* **Problem requirements**
Reproduce the release notes below word for word, from "1. Update dependency" to "and code contributions.".

* **Extracted text**
Static Analysis Results (Sobelow)

  • 0 high confidence warnings
  • 0 medium confidence warnings
  • 45 low confidence warnings (all documented as expected for data storage library)

Breaking Changes

None. This is the first stable release, establishing the baseline API.

Deprecations

None.

Migration Guide

For users upgrading from v0.7.0:

  1. Update dependency in mix.exs: {:ex_zarr, "~> 1.0"}
  2. Run mix deps.get
  3. No code changes required - full backward compatibility maintained

Contributors

Special thanks to all contributors who made v1.0.0 possible through testing, feedback, and code contributions.

Looking Forward

Planned for v1.1.0:

  • Additional cloud storage backend optimizations
  • Zarr v3 extension features (variable chunking, additional codecs)
  • Performance improvements for large arrays
  • Additional convenience functions for common patterns

[0.7.0] - 2026-01-26

Added

Chunk Streaming and Parallel Processing

  • Array.chunk_stream/2 - Stream chunks lazily with constant memory usage
    • Sequential mode using Stream.resource for truly lazy evaluation
    • Parallel mode with configurable concurrency (max 10 workers)
    • Progress callback support for monitoring long operations
    • Filter option to process subset of chunks
    • Ordered and unordered streaming modes
  • Array.parallel_chunk_map/3 - Process chunks in parallel with custom mapper function
    • Configurable concurrency and timeout
    • Automatic error handling for failed tasks
    • Integration with existing chunk cache and locking mechanisms

Custom Chunk Key Encoding

  • ChunkKey.Encoder behavior - Define custom chunk naming schemes
    • encode/2 callback - Convert chunk index to string key
    • decode/2 callback - Parse string key back to chunk index
    • pattern/1 callback - Provide regex for key validation
  • ChunkKey.V2Encoder and ChunkKey.V3Encoder - Default encoder implementations
  • ChunkKey.Registry - Runtime encoder registration with Agent
  • ChunkKey.register_encoder/2 - Register custom encoders by name
  • ChunkKey.encode_with/3 and decode_with/3 - Use registered encoders
  • Centralized chunk key logic in S3 and GCS backends

Group Convenience Features

  • Access behavior implementation - Use bracket notation for path-based access
    • group["experiments/exp1/results"] syntax support
    • Automatic intermediate group creation on write
    • Works with get_in, put_in, update_in functions
  • Group.get_item/2 - Lazy load arrays and groups from storage
    • Path-based access with forward slash separator
    • Caches loaded items in memory
    • Tracks checked paths to avoid redundant storage queries
  • Group.put_item/3 - Add items with auto-creation of parent groups
  • Group.remove_item/2 - Remove items from in-memory structure
  • Group.require_group/2 - Create group hierarchy like mkdir -p
    • Returns existing group if present
    • Creates all intermediate groups
    • Returns error if path conflicts with array
  • Group.tree/2 - ASCII tree visualization of group hierarchy
    • Box-drawing characters for structure (├── └──)

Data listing
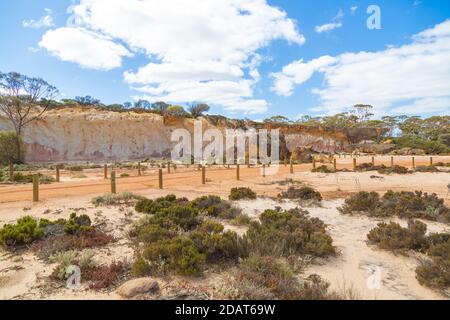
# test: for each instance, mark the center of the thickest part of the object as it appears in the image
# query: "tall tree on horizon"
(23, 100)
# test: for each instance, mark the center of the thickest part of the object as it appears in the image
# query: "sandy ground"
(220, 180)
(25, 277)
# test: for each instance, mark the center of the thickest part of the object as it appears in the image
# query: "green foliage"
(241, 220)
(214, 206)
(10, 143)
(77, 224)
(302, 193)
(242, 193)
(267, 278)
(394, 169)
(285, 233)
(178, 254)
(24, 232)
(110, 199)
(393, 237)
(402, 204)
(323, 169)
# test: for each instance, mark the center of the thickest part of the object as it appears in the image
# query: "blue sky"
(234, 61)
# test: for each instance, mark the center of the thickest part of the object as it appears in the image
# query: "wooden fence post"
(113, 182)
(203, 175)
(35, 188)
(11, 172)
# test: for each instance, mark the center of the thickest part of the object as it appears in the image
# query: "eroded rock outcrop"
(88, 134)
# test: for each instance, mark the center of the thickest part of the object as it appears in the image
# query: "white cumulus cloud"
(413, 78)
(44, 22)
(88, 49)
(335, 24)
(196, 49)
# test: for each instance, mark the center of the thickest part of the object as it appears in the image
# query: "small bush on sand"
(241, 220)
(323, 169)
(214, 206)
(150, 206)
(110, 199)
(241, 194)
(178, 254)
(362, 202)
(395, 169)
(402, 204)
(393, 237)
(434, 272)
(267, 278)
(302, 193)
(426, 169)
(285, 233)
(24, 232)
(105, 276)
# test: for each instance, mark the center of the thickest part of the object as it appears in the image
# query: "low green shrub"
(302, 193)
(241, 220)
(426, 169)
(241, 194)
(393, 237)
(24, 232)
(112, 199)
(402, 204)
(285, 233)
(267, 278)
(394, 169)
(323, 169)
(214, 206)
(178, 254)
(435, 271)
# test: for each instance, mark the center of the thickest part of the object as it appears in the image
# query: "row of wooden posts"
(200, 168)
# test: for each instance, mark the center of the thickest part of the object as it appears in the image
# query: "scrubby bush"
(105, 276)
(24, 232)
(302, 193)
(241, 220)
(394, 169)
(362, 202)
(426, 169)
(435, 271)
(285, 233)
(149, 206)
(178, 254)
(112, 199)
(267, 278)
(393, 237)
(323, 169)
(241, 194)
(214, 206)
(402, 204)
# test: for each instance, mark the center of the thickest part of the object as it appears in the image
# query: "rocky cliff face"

...

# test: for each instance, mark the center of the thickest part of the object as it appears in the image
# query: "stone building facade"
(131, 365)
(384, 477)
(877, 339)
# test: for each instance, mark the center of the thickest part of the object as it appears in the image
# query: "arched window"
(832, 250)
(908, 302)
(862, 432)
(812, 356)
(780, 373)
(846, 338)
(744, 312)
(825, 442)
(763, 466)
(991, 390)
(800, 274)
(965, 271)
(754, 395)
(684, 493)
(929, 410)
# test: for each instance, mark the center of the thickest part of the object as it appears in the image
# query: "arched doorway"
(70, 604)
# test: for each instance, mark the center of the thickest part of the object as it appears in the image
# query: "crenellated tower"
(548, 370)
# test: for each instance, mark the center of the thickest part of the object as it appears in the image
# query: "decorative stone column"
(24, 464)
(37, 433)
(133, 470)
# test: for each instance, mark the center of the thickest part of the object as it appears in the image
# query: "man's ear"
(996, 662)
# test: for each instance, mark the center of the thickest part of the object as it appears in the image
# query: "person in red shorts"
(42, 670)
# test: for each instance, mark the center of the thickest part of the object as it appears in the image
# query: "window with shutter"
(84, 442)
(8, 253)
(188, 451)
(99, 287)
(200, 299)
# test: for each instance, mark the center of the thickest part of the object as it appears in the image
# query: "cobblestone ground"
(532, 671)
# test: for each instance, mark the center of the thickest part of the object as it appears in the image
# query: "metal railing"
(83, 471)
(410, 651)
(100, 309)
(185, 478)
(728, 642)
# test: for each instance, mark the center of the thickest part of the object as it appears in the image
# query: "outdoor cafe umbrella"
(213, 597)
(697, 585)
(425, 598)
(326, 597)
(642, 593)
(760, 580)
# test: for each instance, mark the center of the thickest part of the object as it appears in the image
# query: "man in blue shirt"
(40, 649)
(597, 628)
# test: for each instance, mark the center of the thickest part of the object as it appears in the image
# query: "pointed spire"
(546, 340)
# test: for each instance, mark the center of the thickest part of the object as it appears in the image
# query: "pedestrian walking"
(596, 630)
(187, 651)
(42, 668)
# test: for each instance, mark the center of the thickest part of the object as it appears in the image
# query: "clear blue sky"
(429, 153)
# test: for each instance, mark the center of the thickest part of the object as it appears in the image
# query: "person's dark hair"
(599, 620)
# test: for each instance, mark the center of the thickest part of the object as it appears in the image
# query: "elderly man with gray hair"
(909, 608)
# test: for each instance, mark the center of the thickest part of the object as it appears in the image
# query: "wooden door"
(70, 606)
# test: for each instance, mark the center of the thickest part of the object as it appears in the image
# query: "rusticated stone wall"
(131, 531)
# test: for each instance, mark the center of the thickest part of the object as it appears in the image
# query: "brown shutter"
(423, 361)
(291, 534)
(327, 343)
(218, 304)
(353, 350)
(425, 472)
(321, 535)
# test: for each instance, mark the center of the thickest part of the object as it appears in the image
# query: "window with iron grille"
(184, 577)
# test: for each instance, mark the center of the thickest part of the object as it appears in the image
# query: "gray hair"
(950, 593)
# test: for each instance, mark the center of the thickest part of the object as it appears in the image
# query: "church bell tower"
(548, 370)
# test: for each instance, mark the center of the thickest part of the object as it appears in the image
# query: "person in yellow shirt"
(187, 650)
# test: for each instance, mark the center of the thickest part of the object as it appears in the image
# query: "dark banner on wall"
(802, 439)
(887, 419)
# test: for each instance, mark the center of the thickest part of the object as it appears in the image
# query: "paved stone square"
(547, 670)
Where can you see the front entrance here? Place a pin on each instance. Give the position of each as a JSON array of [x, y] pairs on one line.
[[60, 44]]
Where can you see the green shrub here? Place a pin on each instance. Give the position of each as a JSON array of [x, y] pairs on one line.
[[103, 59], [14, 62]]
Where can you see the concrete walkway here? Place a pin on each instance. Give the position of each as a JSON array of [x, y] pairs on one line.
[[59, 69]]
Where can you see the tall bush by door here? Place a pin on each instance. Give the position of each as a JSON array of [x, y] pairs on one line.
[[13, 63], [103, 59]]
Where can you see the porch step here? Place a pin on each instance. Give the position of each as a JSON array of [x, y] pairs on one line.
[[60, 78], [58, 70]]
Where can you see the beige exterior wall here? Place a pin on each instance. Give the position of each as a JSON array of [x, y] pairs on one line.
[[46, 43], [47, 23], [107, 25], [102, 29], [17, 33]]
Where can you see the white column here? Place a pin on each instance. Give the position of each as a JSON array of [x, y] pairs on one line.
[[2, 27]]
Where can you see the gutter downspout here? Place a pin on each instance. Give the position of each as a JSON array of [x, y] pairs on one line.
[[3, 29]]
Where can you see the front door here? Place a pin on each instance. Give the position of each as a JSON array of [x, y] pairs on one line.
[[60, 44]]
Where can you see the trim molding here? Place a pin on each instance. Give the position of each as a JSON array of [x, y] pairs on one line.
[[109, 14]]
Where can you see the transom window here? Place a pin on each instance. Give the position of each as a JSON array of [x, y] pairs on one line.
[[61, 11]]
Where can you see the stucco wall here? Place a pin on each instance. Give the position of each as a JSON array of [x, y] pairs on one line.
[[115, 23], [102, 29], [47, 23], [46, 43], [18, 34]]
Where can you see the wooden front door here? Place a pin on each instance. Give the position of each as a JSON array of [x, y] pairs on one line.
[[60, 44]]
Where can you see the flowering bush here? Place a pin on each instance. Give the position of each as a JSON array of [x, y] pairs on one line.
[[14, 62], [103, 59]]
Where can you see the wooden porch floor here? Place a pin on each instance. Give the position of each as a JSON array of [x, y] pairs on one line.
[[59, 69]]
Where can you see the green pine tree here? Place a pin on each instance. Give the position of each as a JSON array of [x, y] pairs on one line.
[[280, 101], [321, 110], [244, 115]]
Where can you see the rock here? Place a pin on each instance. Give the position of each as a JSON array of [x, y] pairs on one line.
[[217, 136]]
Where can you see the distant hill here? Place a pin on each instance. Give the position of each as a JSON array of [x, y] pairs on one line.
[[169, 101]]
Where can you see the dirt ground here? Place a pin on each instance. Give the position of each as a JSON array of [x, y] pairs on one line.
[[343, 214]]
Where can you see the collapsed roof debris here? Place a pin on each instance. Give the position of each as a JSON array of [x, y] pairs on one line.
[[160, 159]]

==

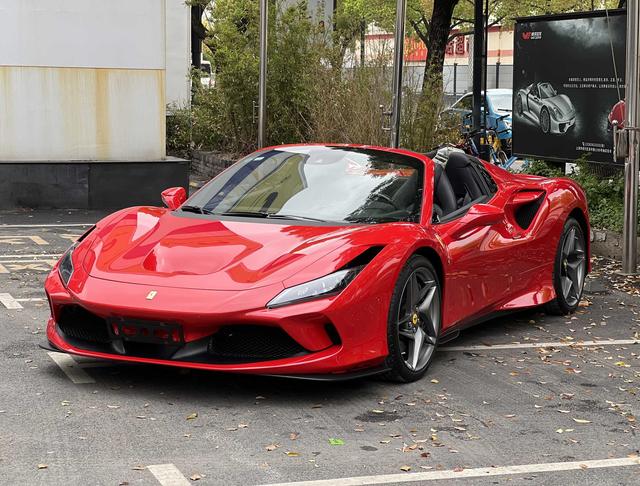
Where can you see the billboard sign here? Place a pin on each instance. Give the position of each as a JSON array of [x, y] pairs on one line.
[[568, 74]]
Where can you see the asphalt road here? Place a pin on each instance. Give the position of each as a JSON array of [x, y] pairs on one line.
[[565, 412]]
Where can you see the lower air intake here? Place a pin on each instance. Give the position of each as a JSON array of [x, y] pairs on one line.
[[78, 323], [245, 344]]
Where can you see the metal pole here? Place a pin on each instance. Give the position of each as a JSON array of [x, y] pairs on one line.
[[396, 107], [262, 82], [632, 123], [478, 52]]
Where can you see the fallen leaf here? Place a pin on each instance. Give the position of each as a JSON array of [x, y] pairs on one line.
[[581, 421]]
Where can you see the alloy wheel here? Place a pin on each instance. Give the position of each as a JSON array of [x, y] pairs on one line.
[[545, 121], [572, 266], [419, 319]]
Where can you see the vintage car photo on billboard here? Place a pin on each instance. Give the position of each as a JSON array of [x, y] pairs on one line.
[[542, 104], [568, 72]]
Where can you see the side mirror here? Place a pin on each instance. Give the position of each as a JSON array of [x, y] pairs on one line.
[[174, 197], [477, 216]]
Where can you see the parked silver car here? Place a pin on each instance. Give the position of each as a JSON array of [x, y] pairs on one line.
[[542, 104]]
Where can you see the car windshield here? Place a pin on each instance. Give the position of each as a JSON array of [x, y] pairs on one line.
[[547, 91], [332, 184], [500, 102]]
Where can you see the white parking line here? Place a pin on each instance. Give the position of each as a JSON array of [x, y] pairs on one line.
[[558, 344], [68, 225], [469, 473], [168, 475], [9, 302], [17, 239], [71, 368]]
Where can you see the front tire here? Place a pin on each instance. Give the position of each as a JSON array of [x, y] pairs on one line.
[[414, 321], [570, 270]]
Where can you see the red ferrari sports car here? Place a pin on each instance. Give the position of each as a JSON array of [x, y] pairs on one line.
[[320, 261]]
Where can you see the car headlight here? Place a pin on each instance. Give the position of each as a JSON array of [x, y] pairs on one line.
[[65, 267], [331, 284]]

* **Written solution**
1. Update dependency in mix.exs: {:ex_zarr, "~> 1.0"}
  2. Run mix deps.get
  3. No code changes required - full backward compatibility maintained

Contributors

Special thanks to all contributors who made v1.0.0 possible through testing, feedback, and code contributions.